● Excerpt to read
For comparison, the Moon orbits Earth at 60 Earth radii, and is only about 1% the mass of Earth. Bringing the other planet close enough to experience a strong magnetic field would cause massive tidal effects, which would probably offset the benefits of a magnetic field!
The upside of a close orbit, of course, is that it reduces the time needed for the planets to become tidally locked to one another. That timescale goes as $\tau\propto r^6$, where $r$ is the distance between the centers of the planets. If $r$ is large, tidal locking may take a long time, but if $r$ is small, tidal locking can happen on reasonable timescales.
Some numbers
You seem to want the gravitational force from one planet to a person on the other planet's surface to be half the surface gravity of the other planet. That means that the distance from the center of one planet to the surface of the other is $\sqrt{2}R_p$. This means you'd have a surface magnetic field on the second planet of $B_S(\sqrt{2})^{-3}\approx0.35B_S$ - not bad.
On the other hand, you'd have some extremely strong tidal forces. The distance between the planet's cores is about $2.5R_p$. Tidal forces scale as $F_T\propto m/r^{3}$, where $m$ is the mass of the perturbing planet, and so you've got tidal forces about 1.3 million times as strong as the Earth experiences from the Moon.
This is . . . not a setup conducive to life.

● Dataset extract
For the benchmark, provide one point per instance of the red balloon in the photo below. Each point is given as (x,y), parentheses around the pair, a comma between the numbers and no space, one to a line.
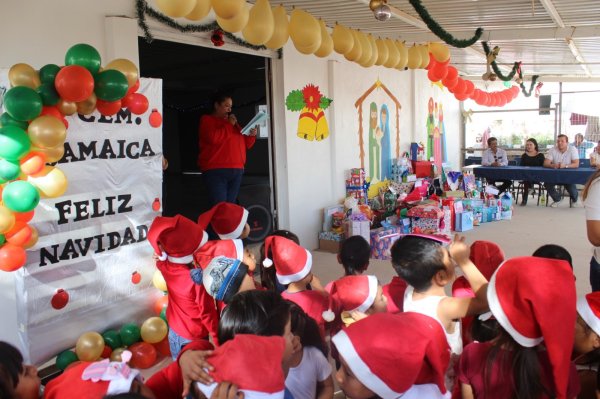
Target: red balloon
(143,355)
(137,103)
(74,83)
(108,108)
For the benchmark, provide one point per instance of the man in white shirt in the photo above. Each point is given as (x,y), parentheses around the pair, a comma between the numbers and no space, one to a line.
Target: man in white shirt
(496,156)
(562,156)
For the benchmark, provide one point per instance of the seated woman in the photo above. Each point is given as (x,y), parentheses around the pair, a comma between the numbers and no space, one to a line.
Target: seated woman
(531,157)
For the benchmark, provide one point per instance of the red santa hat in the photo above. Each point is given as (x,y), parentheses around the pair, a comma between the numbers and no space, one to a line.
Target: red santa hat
(391,353)
(227,220)
(93,380)
(588,307)
(251,362)
(351,293)
(534,300)
(292,262)
(178,236)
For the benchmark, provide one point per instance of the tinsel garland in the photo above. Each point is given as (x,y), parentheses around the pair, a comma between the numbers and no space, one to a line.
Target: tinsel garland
(142,9)
(439,31)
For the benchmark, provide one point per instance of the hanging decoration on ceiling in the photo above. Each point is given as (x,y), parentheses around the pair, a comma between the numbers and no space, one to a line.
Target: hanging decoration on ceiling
(439,31)
(312,124)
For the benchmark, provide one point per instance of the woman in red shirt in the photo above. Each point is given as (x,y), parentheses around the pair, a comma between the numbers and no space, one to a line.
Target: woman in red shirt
(223,148)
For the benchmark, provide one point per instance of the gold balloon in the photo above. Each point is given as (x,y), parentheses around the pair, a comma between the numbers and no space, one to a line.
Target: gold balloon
(326,42)
(159,281)
(154,330)
(47,131)
(236,23)
(281,31)
(66,107)
(23,75)
(127,68)
(87,106)
(261,24)
(227,9)
(305,31)
(176,8)
(356,50)
(89,346)
(51,182)
(382,52)
(200,11)
(343,40)
(7,219)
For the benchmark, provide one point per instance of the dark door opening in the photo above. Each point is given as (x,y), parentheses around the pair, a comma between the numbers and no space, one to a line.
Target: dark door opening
(190,74)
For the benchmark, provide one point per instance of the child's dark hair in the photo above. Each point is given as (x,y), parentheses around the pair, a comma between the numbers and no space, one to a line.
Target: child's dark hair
(553,251)
(524,363)
(307,329)
(416,260)
(268,279)
(354,255)
(254,312)
(11,367)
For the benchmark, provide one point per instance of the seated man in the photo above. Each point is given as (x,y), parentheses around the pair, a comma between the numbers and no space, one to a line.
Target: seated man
(495,156)
(561,156)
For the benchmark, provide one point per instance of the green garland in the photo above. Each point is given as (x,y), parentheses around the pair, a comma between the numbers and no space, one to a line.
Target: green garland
(143,9)
(439,31)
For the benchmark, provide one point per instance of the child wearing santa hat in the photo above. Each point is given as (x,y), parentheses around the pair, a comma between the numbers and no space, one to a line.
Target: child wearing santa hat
(531,356)
(293,265)
(586,350)
(174,240)
(393,355)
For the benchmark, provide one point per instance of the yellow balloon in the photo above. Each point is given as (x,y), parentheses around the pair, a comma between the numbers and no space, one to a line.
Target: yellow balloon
(281,32)
(127,68)
(356,50)
(393,55)
(7,219)
(47,131)
(305,31)
(343,40)
(440,51)
(51,182)
(87,106)
(236,23)
(403,51)
(200,11)
(228,9)
(326,42)
(23,75)
(89,346)
(176,8)
(66,107)
(382,52)
(261,24)
(154,330)
(159,281)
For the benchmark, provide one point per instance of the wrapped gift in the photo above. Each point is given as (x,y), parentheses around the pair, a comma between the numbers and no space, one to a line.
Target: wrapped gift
(382,240)
(464,221)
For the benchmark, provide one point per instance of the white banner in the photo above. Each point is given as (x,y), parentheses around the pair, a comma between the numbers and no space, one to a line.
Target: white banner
(93,238)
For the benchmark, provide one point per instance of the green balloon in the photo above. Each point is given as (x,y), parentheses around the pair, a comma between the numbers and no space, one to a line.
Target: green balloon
(20,196)
(112,338)
(84,55)
(6,119)
(14,143)
(65,358)
(110,85)
(48,94)
(9,170)
(22,103)
(48,73)
(130,334)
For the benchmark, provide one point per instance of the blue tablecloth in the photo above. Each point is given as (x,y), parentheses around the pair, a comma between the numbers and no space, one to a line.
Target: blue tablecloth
(535,174)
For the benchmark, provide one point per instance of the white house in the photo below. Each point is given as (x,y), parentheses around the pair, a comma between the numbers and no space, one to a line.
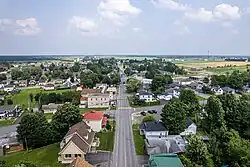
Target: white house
(148,97)
(49,87)
(217,90)
(153,129)
(9,88)
(95,119)
(190,128)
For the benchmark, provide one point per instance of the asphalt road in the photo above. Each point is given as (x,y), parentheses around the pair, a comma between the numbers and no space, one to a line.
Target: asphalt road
(124,150)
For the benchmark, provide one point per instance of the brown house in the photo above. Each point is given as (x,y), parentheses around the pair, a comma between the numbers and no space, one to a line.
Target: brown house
(79,141)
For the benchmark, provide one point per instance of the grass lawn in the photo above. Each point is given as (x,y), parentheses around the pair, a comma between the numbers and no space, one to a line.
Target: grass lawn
(131,103)
(22,98)
(41,157)
(83,110)
(139,142)
(6,122)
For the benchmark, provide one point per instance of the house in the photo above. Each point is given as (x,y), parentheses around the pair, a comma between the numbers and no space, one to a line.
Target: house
(98,100)
(172,144)
(79,162)
(83,102)
(164,160)
(95,119)
(10,111)
(185,82)
(23,83)
(143,95)
(79,141)
(9,88)
(169,94)
(153,129)
(217,90)
(190,128)
(80,88)
(50,108)
(32,82)
(49,87)
(228,90)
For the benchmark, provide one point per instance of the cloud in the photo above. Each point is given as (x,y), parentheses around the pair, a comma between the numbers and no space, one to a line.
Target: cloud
(117,11)
(27,26)
(137,29)
(171,4)
(227,24)
(201,15)
(220,12)
(84,25)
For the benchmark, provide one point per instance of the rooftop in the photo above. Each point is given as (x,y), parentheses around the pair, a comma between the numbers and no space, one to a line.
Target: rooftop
(164,160)
(93,115)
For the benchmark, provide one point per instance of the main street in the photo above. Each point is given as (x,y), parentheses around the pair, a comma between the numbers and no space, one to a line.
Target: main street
(124,150)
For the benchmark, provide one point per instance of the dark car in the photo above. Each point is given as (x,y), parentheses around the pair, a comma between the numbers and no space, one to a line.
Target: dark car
(154,111)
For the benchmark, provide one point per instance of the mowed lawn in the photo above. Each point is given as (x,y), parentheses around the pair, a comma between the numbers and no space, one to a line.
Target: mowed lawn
(41,157)
(23,97)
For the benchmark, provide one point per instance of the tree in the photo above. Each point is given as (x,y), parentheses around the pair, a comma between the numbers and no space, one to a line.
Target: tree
(188,96)
(34,130)
(174,116)
(197,152)
(148,118)
(235,80)
(215,114)
(9,102)
(65,116)
(31,97)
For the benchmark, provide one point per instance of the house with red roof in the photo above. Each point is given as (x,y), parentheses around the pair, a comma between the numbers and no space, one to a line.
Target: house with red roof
(95,119)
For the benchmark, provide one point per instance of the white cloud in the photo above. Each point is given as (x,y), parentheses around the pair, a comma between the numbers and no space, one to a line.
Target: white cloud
(27,26)
(137,29)
(84,25)
(219,13)
(117,11)
(227,24)
(201,15)
(171,4)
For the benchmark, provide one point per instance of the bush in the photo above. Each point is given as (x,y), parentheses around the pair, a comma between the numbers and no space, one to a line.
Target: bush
(9,102)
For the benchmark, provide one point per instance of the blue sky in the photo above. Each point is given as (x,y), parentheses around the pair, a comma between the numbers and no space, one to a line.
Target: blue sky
(125,27)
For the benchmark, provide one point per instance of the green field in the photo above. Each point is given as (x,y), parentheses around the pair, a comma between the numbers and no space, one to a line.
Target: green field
(23,98)
(41,157)
(83,110)
(6,122)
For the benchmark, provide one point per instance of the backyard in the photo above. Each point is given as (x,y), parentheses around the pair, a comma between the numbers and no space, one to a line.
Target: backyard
(23,98)
(41,157)
(138,140)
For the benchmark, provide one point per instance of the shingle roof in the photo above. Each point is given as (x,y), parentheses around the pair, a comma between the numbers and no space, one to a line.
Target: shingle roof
(153,126)
(79,162)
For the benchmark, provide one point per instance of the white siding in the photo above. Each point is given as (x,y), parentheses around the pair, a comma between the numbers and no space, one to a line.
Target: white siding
(96,125)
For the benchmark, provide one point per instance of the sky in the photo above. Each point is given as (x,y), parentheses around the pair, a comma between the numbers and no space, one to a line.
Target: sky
(138,27)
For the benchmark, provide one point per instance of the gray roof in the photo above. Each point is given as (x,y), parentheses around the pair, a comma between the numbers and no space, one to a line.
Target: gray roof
(153,126)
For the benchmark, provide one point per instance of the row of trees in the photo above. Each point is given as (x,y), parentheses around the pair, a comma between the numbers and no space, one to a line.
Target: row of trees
(235,80)
(35,131)
(46,98)
(225,119)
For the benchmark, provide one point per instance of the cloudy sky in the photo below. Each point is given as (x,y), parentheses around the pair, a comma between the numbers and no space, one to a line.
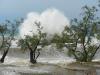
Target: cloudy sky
(12,9)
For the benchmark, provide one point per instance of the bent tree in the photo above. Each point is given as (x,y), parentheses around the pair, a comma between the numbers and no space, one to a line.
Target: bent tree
(78,38)
(8,31)
(33,42)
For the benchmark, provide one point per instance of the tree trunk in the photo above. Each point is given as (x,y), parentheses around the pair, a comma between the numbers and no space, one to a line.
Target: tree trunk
(3,56)
(32,60)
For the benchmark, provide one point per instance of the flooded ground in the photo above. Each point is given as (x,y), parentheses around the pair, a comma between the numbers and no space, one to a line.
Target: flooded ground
(17,63)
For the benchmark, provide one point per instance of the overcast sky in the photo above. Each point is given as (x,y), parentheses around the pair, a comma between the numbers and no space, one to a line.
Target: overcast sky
(12,9)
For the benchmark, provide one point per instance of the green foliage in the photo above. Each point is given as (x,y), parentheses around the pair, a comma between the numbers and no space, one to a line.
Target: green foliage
(81,33)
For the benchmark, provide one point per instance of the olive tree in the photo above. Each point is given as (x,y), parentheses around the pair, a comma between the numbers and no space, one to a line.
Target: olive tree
(33,42)
(8,30)
(78,38)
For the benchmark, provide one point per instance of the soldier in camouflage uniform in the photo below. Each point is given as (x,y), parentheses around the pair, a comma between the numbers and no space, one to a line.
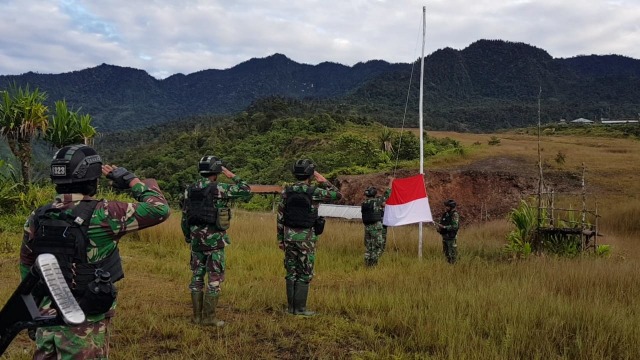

● Exercise instructions
a. According to the excerpt about two planets orbiting close together, why does a close orbit shorten the time it takes the planets to become tidally locked to each other?
b. Transcribe everything in the records from the line containing "For the benchmark, provide one point per instance of the olive" down to the end of the records, leaving out the pictures.

● The solutions
a. The tidal locking timescale scales as the sixth power of the distance between the planets' centers. A small separation therefore makes the timescale reasonable, while a large one can make it very long.

b.
For the benchmark, provide one point per instance of the olive tree in the photo above. Each point is given as (x,y), parentheses around the pair, a comma between the numbers and no space, one to a line.
Target: olive tree
(33,42)
(8,30)
(78,38)
For the benchmark, provide one point per instance of the soldier in camouflage uniform in the photo below. Each point is given as (x,y), parentheses around the pair, a comma between the numbers and no space, one to a line.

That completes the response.